環境問題とか一切興味ないけど…私たちのエコロジー展に行ってみた

はじめまして、れいんぼーと申します。普段は通信制の高校に通っていて、たまに企画やデザインのお仕事をしたりして、ほんの少しものづくりをかじってる「虹」です。今回は森美術館で行われている、『私たちのエコロジー:地球という惑星を生きるために』という展示に行ってきました。

……もしかすると、「あれ、ものづくりと関係なくね?」って思うかもしれません。確かに、レインボーが普段やっていることと、この展示内容……ほとんど関係ないです。れいんぼーが普段手がけているものは、環境問題や社会問題と、少しもかすっていないと自覚しています(笑)。

でも実は、森美術館の展示は毎回行っている、大好きな美術館だったりします。

そもそも環境問題についてはゼロ知識だし、半分ノリで来ちゃったので、この記事は「環境問題を一切通ってこなかった、無知な高校生からの視点」と思って見ていただけるとありがたいです!

テーマは「生と死」なのかもしれない

タイトルに「エコロジー」ってあるので、最初はめっちゃ「ザ・環境問題」系の展示だと思うでしょう。自分でも「楽しめるかな」って少し怖かったです。でも実際に行ってみたらそんなことはなく、もちろん公害などの環境問題が取り上げられているんですが、その中に、ひとつのテーマを見出したのです。

それが「生と死」です。

もっとゴリゴリに、遠くの国や地域の環境問題を扱っているのかなと思っていたけれど、身近に感じられました。そして、この「生と死」という言葉が自分の頭の中に現れてからは、展示についてのテーマが自分の視界に入りやすくなった気がします。

ホタテの貝殻を“踏む”
━━━━━━━━━━
課題の内容 >> 上のエコロジー展の記事のうち、「テーマは「生と死」なのかもしれない」から「それが「生と死」です。」までをすべて、一字も変えずに打ち直しなさい。

与えられた情報 >>
━━━━━━━━━━
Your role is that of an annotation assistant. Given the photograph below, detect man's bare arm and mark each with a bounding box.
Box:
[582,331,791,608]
━━━━━━━━━━
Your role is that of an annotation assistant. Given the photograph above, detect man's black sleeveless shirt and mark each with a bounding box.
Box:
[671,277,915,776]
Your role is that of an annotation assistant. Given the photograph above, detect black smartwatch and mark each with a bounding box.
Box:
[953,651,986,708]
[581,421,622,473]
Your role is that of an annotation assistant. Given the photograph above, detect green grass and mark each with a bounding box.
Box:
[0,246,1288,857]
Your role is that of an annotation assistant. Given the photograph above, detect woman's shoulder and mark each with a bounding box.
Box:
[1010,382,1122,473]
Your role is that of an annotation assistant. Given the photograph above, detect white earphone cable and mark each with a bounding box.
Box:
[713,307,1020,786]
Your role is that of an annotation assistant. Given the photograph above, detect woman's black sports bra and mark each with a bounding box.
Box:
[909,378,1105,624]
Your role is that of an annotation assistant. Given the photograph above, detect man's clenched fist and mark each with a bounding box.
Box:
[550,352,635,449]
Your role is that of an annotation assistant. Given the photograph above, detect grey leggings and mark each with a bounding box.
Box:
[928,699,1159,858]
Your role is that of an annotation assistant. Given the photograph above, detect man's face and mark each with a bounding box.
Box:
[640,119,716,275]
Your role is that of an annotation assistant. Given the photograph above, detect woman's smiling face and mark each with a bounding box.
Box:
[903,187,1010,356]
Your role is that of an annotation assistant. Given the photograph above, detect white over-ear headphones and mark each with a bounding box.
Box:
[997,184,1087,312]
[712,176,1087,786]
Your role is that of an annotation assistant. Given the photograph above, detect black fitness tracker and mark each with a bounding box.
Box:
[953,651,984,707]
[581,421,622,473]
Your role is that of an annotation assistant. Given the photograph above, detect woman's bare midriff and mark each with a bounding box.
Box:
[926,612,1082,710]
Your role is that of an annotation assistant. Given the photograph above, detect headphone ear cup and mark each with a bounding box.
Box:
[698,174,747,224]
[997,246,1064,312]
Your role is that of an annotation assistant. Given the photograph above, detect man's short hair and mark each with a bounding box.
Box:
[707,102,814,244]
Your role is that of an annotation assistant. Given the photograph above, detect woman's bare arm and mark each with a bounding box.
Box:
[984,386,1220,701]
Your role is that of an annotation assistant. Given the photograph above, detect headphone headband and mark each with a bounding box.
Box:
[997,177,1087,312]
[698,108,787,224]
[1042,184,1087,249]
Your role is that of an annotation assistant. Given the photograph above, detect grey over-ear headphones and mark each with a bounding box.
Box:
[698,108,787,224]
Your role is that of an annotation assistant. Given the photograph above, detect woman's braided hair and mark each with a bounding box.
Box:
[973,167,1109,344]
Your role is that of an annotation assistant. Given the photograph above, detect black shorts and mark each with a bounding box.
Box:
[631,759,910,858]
━━━━━━━━━━
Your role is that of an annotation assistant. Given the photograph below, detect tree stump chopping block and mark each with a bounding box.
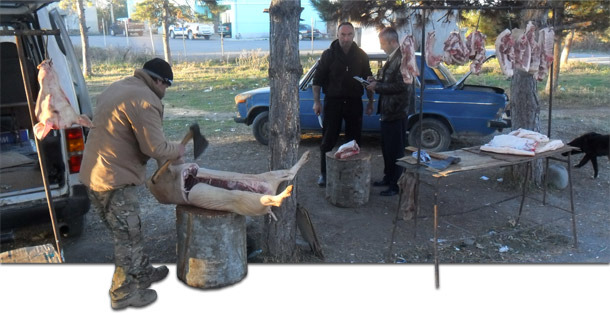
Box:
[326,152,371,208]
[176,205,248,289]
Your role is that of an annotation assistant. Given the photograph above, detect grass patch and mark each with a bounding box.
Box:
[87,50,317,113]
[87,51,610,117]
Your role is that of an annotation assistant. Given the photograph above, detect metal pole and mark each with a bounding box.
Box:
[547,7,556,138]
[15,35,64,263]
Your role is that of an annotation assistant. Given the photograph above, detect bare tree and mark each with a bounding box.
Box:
━━━━━━━━━━
課題への回答 >>
テーマは「生と死」なのかもしれない

タイトルに「エコロジー」ってあるので、最初はめっちゃ「ザ・環境問題」系の展示だと思うでしょう。自分でも「楽しめるかな」って少し怖かったです。でも実際に行ってみたらそんなことはなく、もちろん公害などの環境問題が取り上げられているんですが、その中に、ひとつのテーマを見出したのです。

それが「生と死」です。